[Opening Excerpt provided section]

You will suffer losses and grieve them. You will go without things you wanted and lose things and people you loved. You will rue the years that go by, the mistakes made, the time killed on med trials that didn't work. You will play the imaginary 'what if' game where you spin yourself the fabulous fantasy life you would have had without bipolar. There will be a certain amount of clean up and forgiveness you have to apply and that will hurt. Your rage is justified. Your sorrow is understandable. Bipolar is fucking unfair.

 

All that is true.

 

I'm not a believer in all things having a purpose or coming together for good. I'm a believer that it would have been nice to grow as a human being in a life that didn't test me with crippling illness. I won't lie that one day you will get a peaceful sense of perspective that coherently blurs all the horror. I'm a realist.

 

All I am saying is, nothing is wasted.

 

For everything you lose, the real core of yourself is there, obscured by mood episodes, but it patiently glitters underneath as it's own reward. You will be shaped by bipolar and you may lose the roles that may have defined you, but your self will continue alongside you. And all the graft you put into life has not been wasted, every smack in the face revelation is a useful lesson. Every moment you spend in agony will polish the shine on the happiness that will come back into your life (it shall come, I promise.) And you won't forget that agony. But you will have it there so that you can feel the strength of 'how did I ever endure that?' and when shit things happen, you will be able to name five shittier than this moments you got through. And you will find in time that however much bipolar makes you loathe yourself, you will also grow a grudging respect for that battered old self that endured that agony and can endure it in future, if you have to. Not willingly endure it or choose it, but able to withstand it. And to suffer and survive is a power.

[Closing Excerpt provided section]
[Opening Exercise data section]

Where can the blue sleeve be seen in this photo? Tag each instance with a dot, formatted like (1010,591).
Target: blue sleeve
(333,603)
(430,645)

[Closing Exercise data section]

What this exercise asks:
1. In the essay on bipolar, what does the writer say is all they are saying?
2. Extract from the essay on bipolar the passage starting at "You will suffer" and ending at "that is true.".
3. Write what comes next in the essay on bipolar, picking up after its final sentence.
The lines play no part in what you need to do.

Task-by-task answers:
1. Nothing is wasted.

2.
You will suffer losses and grieve them. You will go without things you wanted and lose things and people you loved. You will rue the years that go by, the mistakes made, the time killed on med trials that didn't work. You will play the imaginary 'what if' game where you spin yourself the fabulous fantasy life you would have had without bipolar. There will be a certain amount of clean up and forgiveness you have to apply and that will hurt. Your rage is justified. Your sorrow is understandable. Bipolar is fucking unfair.

 

All that is true.

3.
 

And with that strength, you will become attractive to others. They will use words like 'approachable' and 'real' and 'compassionate' which you may not accept as true. But you have known agony and you can stand with others in theirs. The most unexpected gift might be to hold someone you love in their agony with no awkwardness or fear in you, that is the biggest thing you can do for another person, some times. You will have shed the bullshit about popularity and perfection and respectability. You will know the faces of people in crowds who feel the way you do. You might sense the spark of madness in someone else at times. And when the shitty things happen in life, you will be there with no clever platitudes but the thing that counts: your presence.

 

The 'normals' will call you brave or inspirational or some such junk. Your own tribe of people who have been through it or are going through it will smile with you about this. Your good days will reveal the tiniest obscene pleasures; grass between your toes, laughing with your child when they laugh, a really great whiskey, fitting into a dress you love. A day at work where you didn't hyperventilate. Love. Pleasure. Peace of mind.

 

Everything you didn't want, throws into relief what you do (it will feel good when you get the things you want.) Everything you tried and failed at means you can get into bed feeling like you did your best and used what power you still have. Fuck the chemicals in your brain, today you did good in faith that it will yield a return. Every hope you invested in is a sign that no matter how awful it gets, you still have it in you to hope, you're still in there somewhere. The hunger years will turn into harvest years and every tiny baby step you took will bring you sanity.

 

It is not necessary to make every scar pretty to be recovered and enjoy life. It is not necessary to eradicate every symptom and make good on every manic fuck up to be able to relax. I suspect some answers will elude you, some relapses will happen and that is unjust. But every scrap iof yourself you put into getting better will be worth it, they will become part of the fabric that is your future.

 

Nothing is wasted. I promise.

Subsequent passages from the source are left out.